EXTRACT START
Ever since inflammation was recognised as the fundamental pathogenic process of asthma1, different techniques have been investigated which seek to measure the degree of bronchial inflammation in patients suffering from this disease. Without doubt the bronchial biopsy and the study of cellularity and concentration of the different mediators in the bronchoalveolar lavage by fibrobronchoscopy have enabled us to better understand the asthmatic process2. However, the aggressiveness of the technique does not allow for its routine use in daily practice. Other less aggressive methods, but which are still troublesome, include the study of induced sputum3 or of biomarkers in condensed expired air4. Use has also been made of systems like the measuring, in serum or urine, of cellular mediators such as the eosinophilic cationic protein,5 among others. All these methods have a clear usefulness in research but they are of limited use in daily practice. The most commonly used procedure nowadays in medical practice is to measure the expired fraction of nitric oxide6. The appearance of portable systems and which have a moderate cost has permitted their more widespread use7. Despite having been extensively studied, many doubts still remain as to how useful they are in deciding on changes in the treatment and in inproving the degree of asthma control in patients8.

None of these methods is ideal. The majority of these are indicators of eosinophilic inflammation, but in the case of asthma, there is not only eosinophilic inflammation but also inflammation mediated by other cells: neutrophils, lymphocytes etc9. For all of the above, we must welcome research into new methods which permit the measuring of inflammation in the airway in a straightforward manner.
EXTRACT END
RECORDS SUPPLIED START
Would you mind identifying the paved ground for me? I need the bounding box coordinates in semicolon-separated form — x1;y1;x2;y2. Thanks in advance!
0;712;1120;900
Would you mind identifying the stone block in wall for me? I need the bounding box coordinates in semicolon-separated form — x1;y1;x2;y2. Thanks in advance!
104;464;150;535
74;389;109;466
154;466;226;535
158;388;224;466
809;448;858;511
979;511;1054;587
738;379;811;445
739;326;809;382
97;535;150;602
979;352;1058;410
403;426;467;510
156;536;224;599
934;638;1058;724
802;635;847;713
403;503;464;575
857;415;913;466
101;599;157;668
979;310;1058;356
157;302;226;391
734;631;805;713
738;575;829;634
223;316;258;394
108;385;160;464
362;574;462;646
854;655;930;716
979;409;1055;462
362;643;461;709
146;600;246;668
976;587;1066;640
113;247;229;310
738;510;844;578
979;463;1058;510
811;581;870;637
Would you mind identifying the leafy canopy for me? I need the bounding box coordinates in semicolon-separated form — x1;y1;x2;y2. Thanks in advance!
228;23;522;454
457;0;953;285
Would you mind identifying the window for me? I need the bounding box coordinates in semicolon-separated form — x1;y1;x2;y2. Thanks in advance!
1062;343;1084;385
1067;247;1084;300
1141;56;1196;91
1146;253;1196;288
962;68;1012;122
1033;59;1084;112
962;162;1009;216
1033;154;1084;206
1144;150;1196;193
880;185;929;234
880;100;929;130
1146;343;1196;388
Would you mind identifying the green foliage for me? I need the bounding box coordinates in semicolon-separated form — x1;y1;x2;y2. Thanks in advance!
RECORDS SUPPLIED END
_EXERCISE BRIEF_.
According to the passage on asthma inflammation, what is the most commonly used procedure in medical practice nowadays? Answer from the passage on asthma inflammation alone.

_REPLY_.
Measuring the expired fraction of nitric oxide.